__DATA SHOWN__
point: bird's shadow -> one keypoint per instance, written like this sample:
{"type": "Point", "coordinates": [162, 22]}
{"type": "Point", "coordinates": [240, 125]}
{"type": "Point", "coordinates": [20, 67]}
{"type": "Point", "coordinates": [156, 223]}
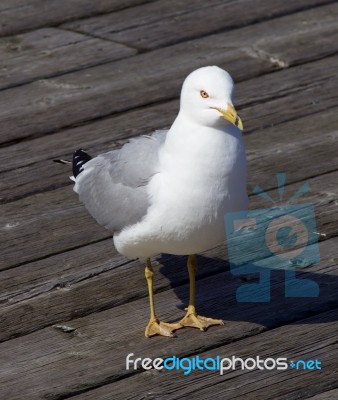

__YOUR ASSIGNMENT__
What the answer must hold: all the data above, given again exactly, without pictures.

__RESPONSE BELOW__
point: bird's shadow -> one keypoint per instance, written like this sample:
{"type": "Point", "coordinates": [162, 22]}
{"type": "Point", "coordinates": [240, 125]}
{"type": "Point", "coordinates": [20, 67]}
{"type": "Point", "coordinates": [156, 223]}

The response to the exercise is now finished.